Your instructions:
Update the lines starting at the one containing "Objective — one point per instance of the runway" and ending at the one containing "Target: runway" by changing "runway" to "taxiway" and leaving everything else as it is. Give only those lines.

Input records:

== == ==

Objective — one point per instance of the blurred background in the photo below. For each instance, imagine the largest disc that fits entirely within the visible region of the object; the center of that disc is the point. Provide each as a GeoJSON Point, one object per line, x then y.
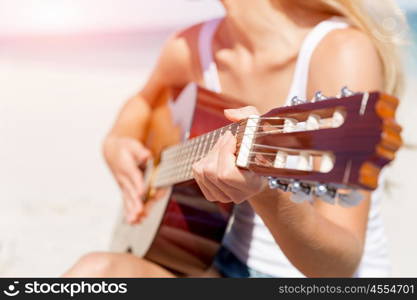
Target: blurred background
{"type": "Point", "coordinates": [66, 66]}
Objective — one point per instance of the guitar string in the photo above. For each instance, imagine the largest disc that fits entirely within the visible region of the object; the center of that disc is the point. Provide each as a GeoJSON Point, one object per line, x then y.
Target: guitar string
{"type": "Point", "coordinates": [212, 137]}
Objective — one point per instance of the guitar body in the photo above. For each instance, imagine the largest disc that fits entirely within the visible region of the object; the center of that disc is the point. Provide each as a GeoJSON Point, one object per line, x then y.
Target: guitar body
{"type": "Point", "coordinates": [350, 137]}
{"type": "Point", "coordinates": [183, 230]}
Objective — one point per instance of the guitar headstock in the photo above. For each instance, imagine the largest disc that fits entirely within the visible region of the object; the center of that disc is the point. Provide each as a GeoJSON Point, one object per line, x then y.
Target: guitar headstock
{"type": "Point", "coordinates": [330, 147]}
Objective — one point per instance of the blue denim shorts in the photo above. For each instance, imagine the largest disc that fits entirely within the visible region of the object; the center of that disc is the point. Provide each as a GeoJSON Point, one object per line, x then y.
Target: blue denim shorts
{"type": "Point", "coordinates": [228, 265]}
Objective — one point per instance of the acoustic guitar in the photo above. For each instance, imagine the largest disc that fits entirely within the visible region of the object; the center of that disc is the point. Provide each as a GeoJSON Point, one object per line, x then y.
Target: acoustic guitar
{"type": "Point", "coordinates": [328, 148]}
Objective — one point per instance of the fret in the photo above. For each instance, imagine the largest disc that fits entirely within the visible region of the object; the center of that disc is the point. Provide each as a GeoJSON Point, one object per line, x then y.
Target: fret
{"type": "Point", "coordinates": [177, 161]}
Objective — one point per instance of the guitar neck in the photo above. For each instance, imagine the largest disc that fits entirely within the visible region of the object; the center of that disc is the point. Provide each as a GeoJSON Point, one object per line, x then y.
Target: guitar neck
{"type": "Point", "coordinates": [177, 161]}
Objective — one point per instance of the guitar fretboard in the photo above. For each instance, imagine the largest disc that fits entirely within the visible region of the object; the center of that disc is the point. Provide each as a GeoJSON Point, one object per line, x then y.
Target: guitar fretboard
{"type": "Point", "coordinates": [177, 161]}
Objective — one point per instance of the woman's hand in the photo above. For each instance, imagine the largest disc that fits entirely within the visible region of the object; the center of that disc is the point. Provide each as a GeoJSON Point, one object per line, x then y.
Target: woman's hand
{"type": "Point", "coordinates": [124, 155]}
{"type": "Point", "coordinates": [217, 175]}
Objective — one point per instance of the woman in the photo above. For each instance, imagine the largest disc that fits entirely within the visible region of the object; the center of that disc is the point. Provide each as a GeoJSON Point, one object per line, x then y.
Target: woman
{"type": "Point", "coordinates": [264, 52]}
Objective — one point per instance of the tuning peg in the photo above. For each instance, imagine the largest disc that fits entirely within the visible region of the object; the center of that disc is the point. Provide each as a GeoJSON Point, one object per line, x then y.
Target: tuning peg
{"type": "Point", "coordinates": [297, 101]}
{"type": "Point", "coordinates": [326, 193]}
{"type": "Point", "coordinates": [349, 198]}
{"type": "Point", "coordinates": [300, 192]}
{"type": "Point", "coordinates": [346, 92]}
{"type": "Point", "coordinates": [318, 96]}
{"type": "Point", "coordinates": [275, 183]}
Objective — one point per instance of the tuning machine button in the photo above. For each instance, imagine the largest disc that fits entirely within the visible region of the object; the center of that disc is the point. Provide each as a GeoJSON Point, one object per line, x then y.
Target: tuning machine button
{"type": "Point", "coordinates": [276, 184]}
{"type": "Point", "coordinates": [318, 96]}
{"type": "Point", "coordinates": [297, 101]}
{"type": "Point", "coordinates": [349, 198]}
{"type": "Point", "coordinates": [326, 193]}
{"type": "Point", "coordinates": [300, 192]}
{"type": "Point", "coordinates": [346, 92]}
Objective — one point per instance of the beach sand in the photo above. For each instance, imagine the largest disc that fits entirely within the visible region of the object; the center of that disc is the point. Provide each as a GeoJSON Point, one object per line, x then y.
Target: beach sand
{"type": "Point", "coordinates": [57, 199]}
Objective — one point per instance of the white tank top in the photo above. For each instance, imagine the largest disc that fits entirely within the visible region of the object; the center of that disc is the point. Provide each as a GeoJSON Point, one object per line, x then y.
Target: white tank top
{"type": "Point", "coordinates": [248, 237]}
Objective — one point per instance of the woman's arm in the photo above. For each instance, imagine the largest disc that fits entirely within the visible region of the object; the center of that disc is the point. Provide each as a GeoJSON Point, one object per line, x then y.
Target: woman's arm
{"type": "Point", "coordinates": [323, 239]}
{"type": "Point", "coordinates": [320, 240]}
{"type": "Point", "coordinates": [123, 148]}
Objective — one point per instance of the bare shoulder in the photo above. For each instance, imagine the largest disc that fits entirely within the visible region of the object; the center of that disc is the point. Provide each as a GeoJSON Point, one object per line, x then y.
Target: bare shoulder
{"type": "Point", "coordinates": [346, 57]}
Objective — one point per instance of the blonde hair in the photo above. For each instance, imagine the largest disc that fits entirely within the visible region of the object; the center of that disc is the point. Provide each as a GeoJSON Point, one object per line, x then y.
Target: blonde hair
{"type": "Point", "coordinates": [385, 24]}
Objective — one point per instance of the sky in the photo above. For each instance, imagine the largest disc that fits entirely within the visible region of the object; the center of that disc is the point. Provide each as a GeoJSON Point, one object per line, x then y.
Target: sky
{"type": "Point", "coordinates": [34, 17]}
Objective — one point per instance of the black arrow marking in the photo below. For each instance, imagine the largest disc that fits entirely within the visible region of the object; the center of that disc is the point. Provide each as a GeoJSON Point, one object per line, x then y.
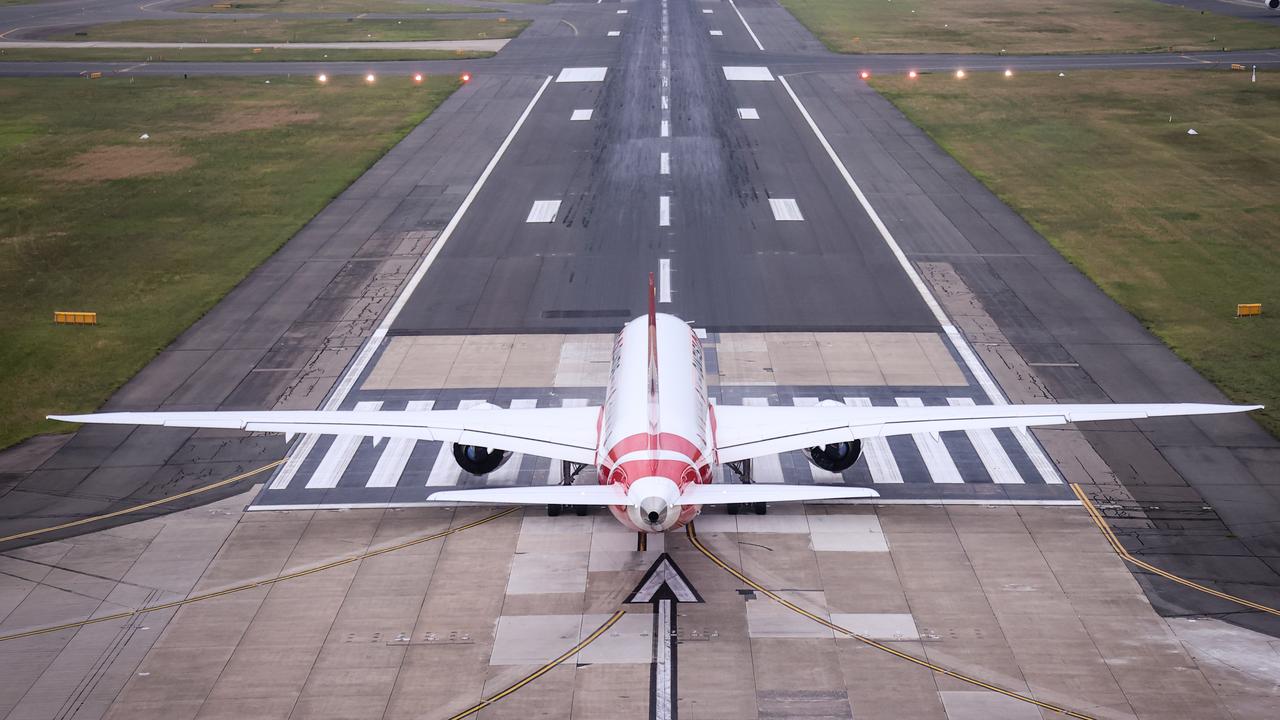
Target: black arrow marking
{"type": "Point", "coordinates": [664, 584]}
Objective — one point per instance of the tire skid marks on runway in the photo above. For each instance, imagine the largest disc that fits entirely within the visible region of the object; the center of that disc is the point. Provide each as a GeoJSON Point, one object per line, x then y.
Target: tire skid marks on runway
{"type": "Point", "coordinates": [391, 458]}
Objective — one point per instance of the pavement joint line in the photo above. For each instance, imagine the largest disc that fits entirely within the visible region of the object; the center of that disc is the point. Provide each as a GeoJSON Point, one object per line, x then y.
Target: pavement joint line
{"type": "Point", "coordinates": [748, 26]}
{"type": "Point", "coordinates": [484, 703]}
{"type": "Point", "coordinates": [846, 632]}
{"type": "Point", "coordinates": [1124, 555]}
{"type": "Point", "coordinates": [144, 506]}
{"type": "Point", "coordinates": [979, 372]}
{"type": "Point", "coordinates": [254, 584]}
{"type": "Point", "coordinates": [370, 347]}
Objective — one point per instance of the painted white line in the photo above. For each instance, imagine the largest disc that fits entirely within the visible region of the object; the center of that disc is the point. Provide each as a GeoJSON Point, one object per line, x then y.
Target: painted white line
{"type": "Point", "coordinates": [880, 455]}
{"type": "Point", "coordinates": [543, 212]}
{"type": "Point", "coordinates": [990, 451]}
{"type": "Point", "coordinates": [664, 279]}
{"type": "Point", "coordinates": [339, 455]}
{"type": "Point", "coordinates": [510, 472]}
{"type": "Point", "coordinates": [749, 31]}
{"type": "Point", "coordinates": [366, 352]}
{"type": "Point", "coordinates": [785, 209]}
{"type": "Point", "coordinates": [766, 468]}
{"type": "Point", "coordinates": [446, 470]}
{"type": "Point", "coordinates": [394, 458]}
{"type": "Point", "coordinates": [935, 452]}
{"type": "Point", "coordinates": [581, 74]}
{"type": "Point", "coordinates": [819, 475]}
{"type": "Point", "coordinates": [979, 372]}
{"type": "Point", "coordinates": [757, 73]}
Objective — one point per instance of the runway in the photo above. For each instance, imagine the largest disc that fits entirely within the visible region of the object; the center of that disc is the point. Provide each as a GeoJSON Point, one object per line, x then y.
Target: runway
{"type": "Point", "coordinates": [485, 236]}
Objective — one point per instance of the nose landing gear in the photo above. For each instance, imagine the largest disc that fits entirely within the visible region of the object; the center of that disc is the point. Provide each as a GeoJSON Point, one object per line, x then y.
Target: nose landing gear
{"type": "Point", "coordinates": [743, 469]}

== == ==

Exercise response:
Objective — one point per instance of the taxiway in the photo above. For each instance, imagine the largest disc that fits entirely within the visible region of the object; the center of that disc is the point. Provide each as a GeoJSON Point, one object per line, x then y.
Target: taxiway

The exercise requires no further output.